▸ **Directions for this task**
Please gather every line in the data below that contains the word "mossy" and copy each one in full.

▸ **Given entries**
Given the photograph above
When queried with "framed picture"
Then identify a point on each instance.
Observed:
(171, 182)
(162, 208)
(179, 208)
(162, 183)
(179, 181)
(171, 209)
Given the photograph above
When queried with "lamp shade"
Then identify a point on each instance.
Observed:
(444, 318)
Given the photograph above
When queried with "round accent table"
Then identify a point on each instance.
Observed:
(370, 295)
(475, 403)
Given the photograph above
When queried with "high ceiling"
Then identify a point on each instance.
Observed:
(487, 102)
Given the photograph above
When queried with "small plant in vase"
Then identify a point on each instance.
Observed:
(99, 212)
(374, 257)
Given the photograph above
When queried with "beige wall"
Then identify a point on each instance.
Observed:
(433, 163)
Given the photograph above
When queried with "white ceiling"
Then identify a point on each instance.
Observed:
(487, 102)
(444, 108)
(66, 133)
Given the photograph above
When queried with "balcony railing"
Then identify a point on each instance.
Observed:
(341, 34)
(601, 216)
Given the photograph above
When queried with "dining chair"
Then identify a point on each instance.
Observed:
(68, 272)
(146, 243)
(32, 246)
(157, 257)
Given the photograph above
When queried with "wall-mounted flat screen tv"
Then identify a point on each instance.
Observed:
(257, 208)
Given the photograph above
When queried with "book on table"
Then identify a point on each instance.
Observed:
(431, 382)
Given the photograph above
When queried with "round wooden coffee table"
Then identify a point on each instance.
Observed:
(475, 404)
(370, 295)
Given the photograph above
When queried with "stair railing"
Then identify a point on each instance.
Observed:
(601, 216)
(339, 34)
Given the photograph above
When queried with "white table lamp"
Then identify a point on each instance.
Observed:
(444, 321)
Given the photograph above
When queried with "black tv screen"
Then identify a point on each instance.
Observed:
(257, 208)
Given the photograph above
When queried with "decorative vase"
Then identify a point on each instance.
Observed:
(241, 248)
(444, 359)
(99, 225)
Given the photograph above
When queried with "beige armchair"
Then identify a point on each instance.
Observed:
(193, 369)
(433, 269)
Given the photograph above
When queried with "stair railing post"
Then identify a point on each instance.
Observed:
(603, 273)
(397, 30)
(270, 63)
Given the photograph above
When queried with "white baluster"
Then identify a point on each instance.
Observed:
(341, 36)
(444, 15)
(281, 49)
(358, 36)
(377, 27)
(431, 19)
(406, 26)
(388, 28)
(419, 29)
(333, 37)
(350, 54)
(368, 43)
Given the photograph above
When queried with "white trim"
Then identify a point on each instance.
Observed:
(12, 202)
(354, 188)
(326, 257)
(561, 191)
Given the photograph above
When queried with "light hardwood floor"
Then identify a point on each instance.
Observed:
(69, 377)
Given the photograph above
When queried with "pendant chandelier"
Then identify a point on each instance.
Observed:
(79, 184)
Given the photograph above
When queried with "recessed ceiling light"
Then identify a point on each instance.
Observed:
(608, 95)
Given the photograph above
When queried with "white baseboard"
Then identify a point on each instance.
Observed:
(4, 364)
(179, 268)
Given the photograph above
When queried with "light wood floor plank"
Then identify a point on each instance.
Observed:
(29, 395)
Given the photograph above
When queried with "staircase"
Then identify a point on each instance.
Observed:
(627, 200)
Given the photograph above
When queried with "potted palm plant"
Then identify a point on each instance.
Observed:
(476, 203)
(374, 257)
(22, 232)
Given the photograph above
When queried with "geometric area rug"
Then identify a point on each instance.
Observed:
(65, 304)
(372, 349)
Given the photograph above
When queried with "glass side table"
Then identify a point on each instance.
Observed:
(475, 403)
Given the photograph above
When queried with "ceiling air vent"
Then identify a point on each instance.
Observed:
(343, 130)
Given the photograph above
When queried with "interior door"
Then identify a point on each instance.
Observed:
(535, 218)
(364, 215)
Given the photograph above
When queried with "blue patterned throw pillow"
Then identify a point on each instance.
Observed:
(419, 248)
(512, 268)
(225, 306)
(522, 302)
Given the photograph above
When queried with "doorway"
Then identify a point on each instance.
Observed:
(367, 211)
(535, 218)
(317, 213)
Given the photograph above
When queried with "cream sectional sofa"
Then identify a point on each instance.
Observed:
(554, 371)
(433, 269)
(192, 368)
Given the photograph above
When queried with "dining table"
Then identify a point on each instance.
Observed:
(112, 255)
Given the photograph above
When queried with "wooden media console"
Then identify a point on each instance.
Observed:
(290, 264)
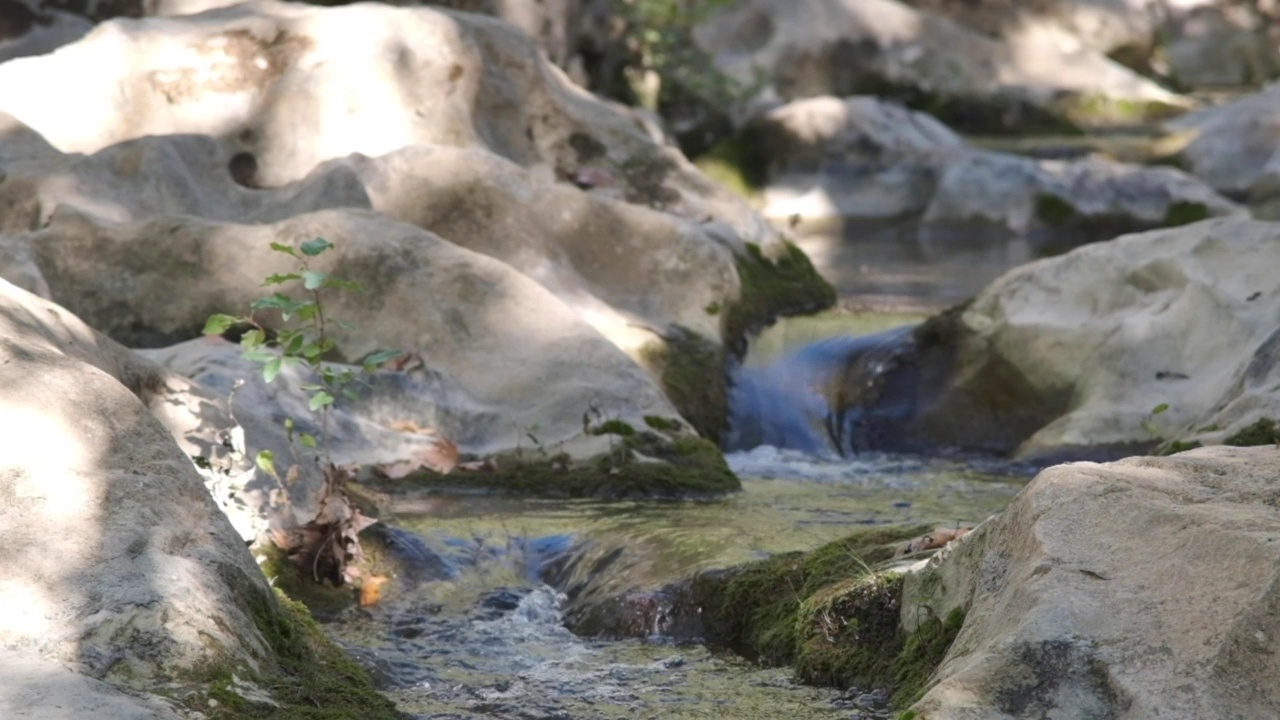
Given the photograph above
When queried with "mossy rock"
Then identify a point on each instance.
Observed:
(784, 286)
(1265, 431)
(830, 615)
(312, 678)
(643, 464)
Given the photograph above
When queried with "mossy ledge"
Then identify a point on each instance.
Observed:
(312, 679)
(641, 464)
(787, 285)
(830, 615)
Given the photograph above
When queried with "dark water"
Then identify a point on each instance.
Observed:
(479, 633)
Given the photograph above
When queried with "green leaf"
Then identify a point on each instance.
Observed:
(266, 461)
(280, 278)
(314, 279)
(218, 324)
(316, 246)
(270, 369)
(284, 249)
(382, 356)
(254, 338)
(320, 400)
(344, 285)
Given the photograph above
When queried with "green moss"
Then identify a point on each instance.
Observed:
(663, 424)
(1052, 210)
(691, 369)
(312, 678)
(675, 468)
(920, 656)
(787, 286)
(1184, 212)
(613, 428)
(830, 615)
(755, 609)
(1093, 109)
(1262, 432)
(736, 164)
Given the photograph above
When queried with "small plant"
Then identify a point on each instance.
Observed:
(304, 343)
(327, 545)
(1148, 423)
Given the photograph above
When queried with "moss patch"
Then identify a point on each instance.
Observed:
(1262, 432)
(312, 679)
(691, 369)
(679, 466)
(828, 614)
(787, 286)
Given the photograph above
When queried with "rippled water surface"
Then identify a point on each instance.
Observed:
(489, 641)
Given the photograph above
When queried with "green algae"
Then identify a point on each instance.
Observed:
(311, 679)
(641, 464)
(830, 615)
(693, 372)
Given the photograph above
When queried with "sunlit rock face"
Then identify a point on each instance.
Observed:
(118, 564)
(265, 113)
(886, 48)
(872, 183)
(1073, 355)
(1141, 588)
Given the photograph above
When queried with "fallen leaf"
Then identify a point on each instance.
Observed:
(371, 589)
(932, 541)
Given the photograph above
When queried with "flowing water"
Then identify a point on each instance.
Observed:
(480, 633)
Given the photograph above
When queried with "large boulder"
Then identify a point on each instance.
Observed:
(886, 48)
(1235, 147)
(122, 572)
(1110, 349)
(1068, 613)
(263, 112)
(860, 173)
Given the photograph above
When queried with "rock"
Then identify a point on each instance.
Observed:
(502, 341)
(256, 76)
(1100, 26)
(1234, 146)
(1072, 355)
(1220, 45)
(873, 182)
(886, 48)
(152, 591)
(1066, 614)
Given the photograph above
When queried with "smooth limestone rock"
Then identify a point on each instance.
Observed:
(869, 182)
(1141, 588)
(502, 340)
(118, 563)
(1073, 355)
(886, 48)
(1234, 146)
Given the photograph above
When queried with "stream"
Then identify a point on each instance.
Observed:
(479, 632)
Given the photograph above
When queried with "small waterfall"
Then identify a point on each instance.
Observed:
(822, 397)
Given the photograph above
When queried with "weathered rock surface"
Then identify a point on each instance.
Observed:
(844, 48)
(644, 249)
(1072, 354)
(118, 561)
(502, 338)
(867, 173)
(1142, 588)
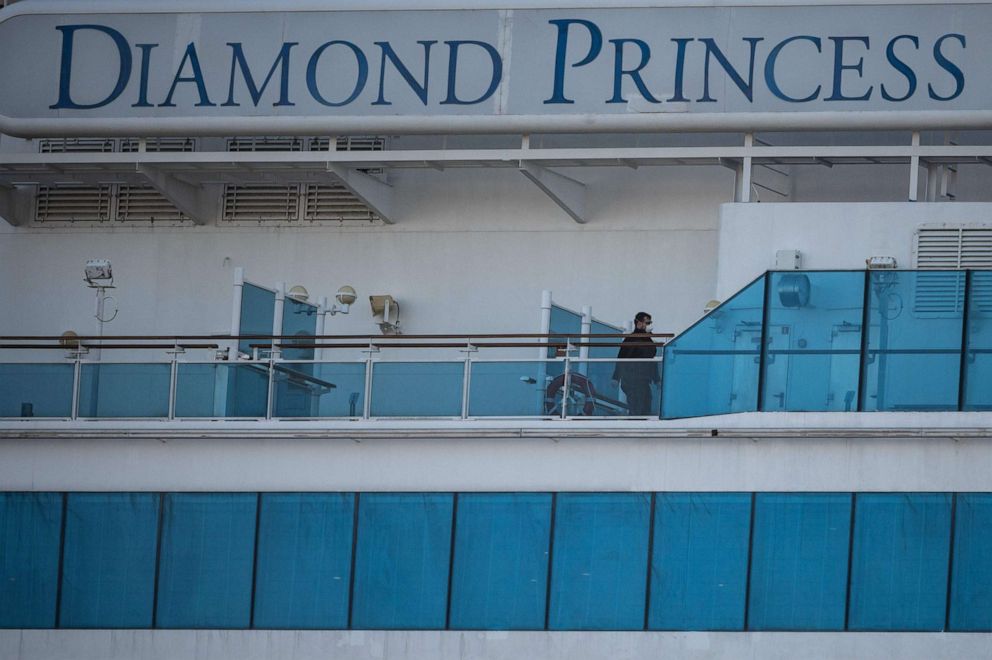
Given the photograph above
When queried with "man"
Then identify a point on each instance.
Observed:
(636, 377)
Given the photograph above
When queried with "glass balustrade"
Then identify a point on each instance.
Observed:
(795, 341)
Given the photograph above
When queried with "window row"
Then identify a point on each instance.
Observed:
(505, 561)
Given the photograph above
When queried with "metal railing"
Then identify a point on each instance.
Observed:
(273, 382)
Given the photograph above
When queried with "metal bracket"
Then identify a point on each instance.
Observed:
(375, 194)
(568, 194)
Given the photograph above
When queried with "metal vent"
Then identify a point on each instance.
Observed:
(171, 145)
(333, 202)
(76, 145)
(260, 203)
(145, 204)
(71, 203)
(349, 143)
(266, 144)
(966, 246)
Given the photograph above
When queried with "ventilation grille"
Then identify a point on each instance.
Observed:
(76, 145)
(261, 203)
(145, 204)
(70, 203)
(266, 144)
(334, 202)
(121, 202)
(171, 145)
(954, 247)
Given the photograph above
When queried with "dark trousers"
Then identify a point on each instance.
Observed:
(638, 397)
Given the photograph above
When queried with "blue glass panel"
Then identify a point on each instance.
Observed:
(712, 368)
(417, 389)
(124, 390)
(566, 324)
(601, 373)
(914, 328)
(635, 392)
(36, 390)
(799, 567)
(978, 362)
(500, 573)
(971, 581)
(326, 389)
(206, 564)
(258, 308)
(108, 571)
(304, 560)
(599, 570)
(814, 341)
(899, 561)
(30, 525)
(221, 390)
(299, 319)
(699, 567)
(506, 389)
(402, 562)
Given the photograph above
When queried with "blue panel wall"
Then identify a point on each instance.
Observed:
(501, 561)
(401, 569)
(899, 561)
(712, 368)
(258, 309)
(799, 567)
(304, 560)
(699, 563)
(599, 567)
(205, 571)
(108, 570)
(971, 577)
(30, 529)
(914, 326)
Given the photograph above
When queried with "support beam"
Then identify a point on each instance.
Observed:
(375, 194)
(914, 169)
(568, 194)
(200, 204)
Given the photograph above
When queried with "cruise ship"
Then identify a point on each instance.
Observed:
(325, 329)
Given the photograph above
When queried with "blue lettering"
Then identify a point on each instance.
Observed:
(595, 46)
(770, 70)
(65, 76)
(389, 54)
(619, 72)
(840, 68)
(238, 61)
(360, 79)
(146, 50)
(901, 67)
(948, 66)
(679, 96)
(497, 63)
(712, 49)
(197, 78)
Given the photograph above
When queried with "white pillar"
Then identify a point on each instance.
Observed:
(277, 317)
(586, 328)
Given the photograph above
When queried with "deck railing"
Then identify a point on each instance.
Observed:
(330, 376)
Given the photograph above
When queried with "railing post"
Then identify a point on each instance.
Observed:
(271, 392)
(173, 377)
(466, 381)
(566, 385)
(367, 404)
(77, 371)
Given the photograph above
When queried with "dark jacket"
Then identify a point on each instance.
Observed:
(637, 345)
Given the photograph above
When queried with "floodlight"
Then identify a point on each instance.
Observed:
(97, 271)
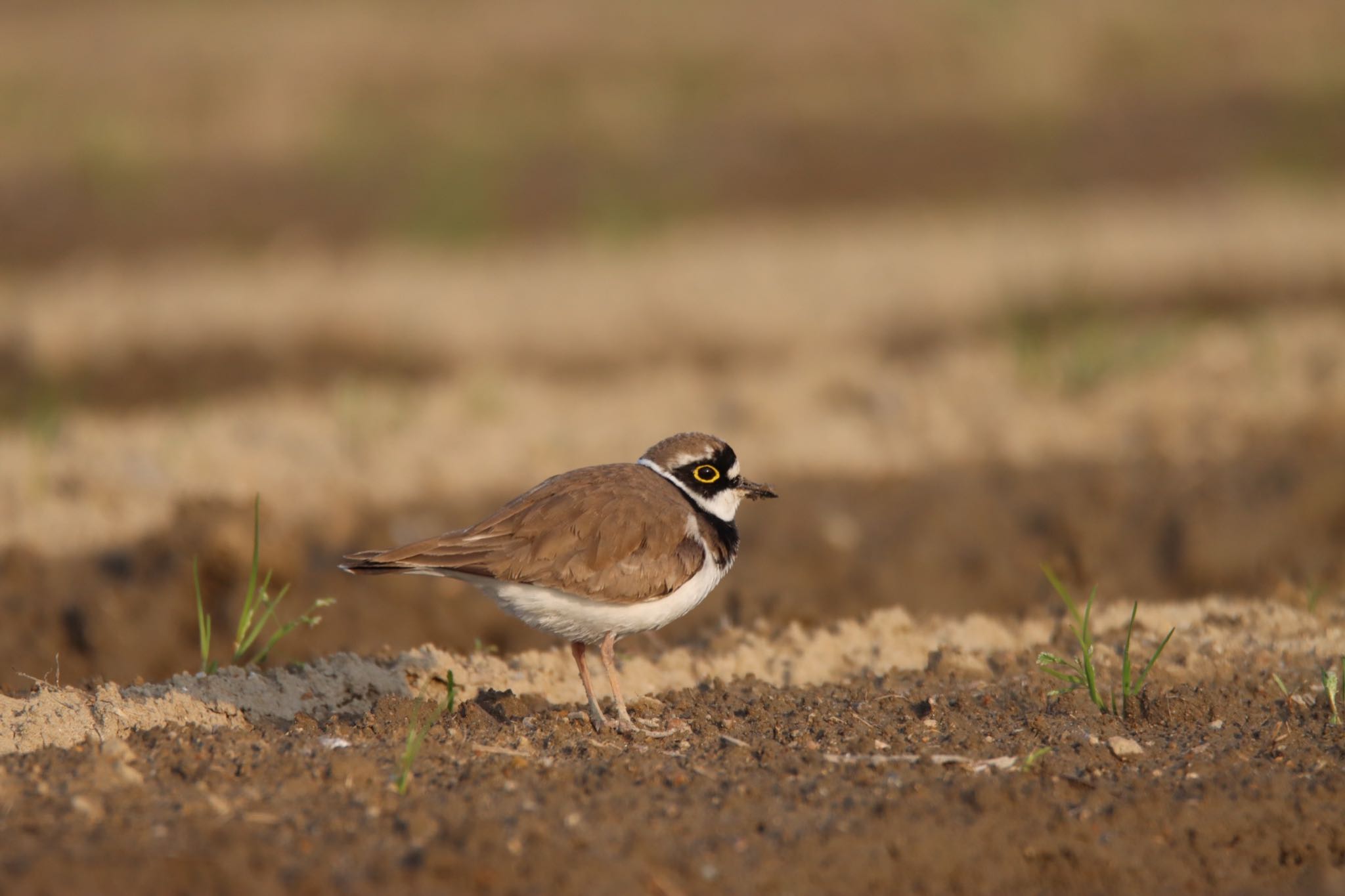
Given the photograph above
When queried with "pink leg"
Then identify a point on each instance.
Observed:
(595, 711)
(609, 664)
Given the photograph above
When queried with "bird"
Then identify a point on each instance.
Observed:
(599, 553)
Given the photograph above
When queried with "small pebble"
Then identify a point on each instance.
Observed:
(1122, 747)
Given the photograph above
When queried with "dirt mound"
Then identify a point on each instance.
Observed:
(877, 782)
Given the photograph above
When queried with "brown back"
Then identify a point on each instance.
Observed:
(615, 532)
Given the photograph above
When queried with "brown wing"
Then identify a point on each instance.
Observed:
(613, 532)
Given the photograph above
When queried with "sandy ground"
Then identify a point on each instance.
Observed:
(1110, 331)
(1146, 395)
(894, 740)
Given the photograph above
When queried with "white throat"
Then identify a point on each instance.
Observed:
(722, 505)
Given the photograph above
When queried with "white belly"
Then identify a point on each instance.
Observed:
(577, 618)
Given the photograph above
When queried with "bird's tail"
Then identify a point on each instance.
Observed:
(369, 563)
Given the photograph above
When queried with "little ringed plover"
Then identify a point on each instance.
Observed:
(602, 551)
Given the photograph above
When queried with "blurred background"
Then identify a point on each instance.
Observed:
(975, 284)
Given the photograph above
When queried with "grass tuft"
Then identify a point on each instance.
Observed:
(1030, 759)
(422, 720)
(1080, 672)
(257, 612)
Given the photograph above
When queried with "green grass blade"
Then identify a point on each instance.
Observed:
(282, 630)
(1125, 653)
(1329, 683)
(202, 620)
(250, 597)
(1149, 666)
(260, 624)
(422, 721)
(1063, 591)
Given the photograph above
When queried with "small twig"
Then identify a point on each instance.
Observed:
(599, 743)
(500, 752)
(868, 759)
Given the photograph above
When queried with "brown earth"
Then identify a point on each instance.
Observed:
(129, 129)
(1145, 394)
(911, 782)
(950, 542)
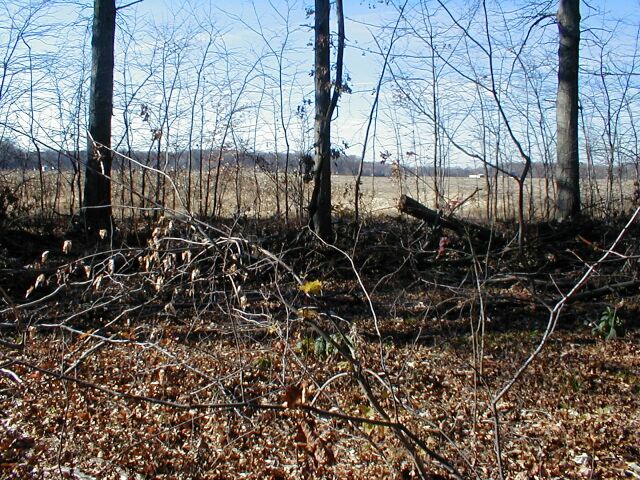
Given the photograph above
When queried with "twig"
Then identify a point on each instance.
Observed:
(554, 315)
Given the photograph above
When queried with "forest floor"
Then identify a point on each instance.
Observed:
(256, 351)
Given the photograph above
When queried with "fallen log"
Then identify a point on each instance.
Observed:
(414, 208)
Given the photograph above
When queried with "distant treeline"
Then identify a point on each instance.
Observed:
(13, 157)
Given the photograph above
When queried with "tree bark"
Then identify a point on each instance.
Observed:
(320, 203)
(411, 207)
(568, 165)
(97, 187)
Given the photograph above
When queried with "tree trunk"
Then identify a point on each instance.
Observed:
(320, 203)
(97, 187)
(568, 177)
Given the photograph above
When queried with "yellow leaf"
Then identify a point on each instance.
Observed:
(313, 287)
(307, 313)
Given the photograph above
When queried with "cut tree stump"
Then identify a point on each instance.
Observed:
(414, 208)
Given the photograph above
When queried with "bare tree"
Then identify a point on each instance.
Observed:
(320, 203)
(568, 166)
(97, 187)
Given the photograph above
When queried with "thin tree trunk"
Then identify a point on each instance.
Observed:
(97, 187)
(568, 175)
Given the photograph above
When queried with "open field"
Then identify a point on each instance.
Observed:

▸ **Complete output**
When queried with "mossy rock"
When queried with "mossy ledge"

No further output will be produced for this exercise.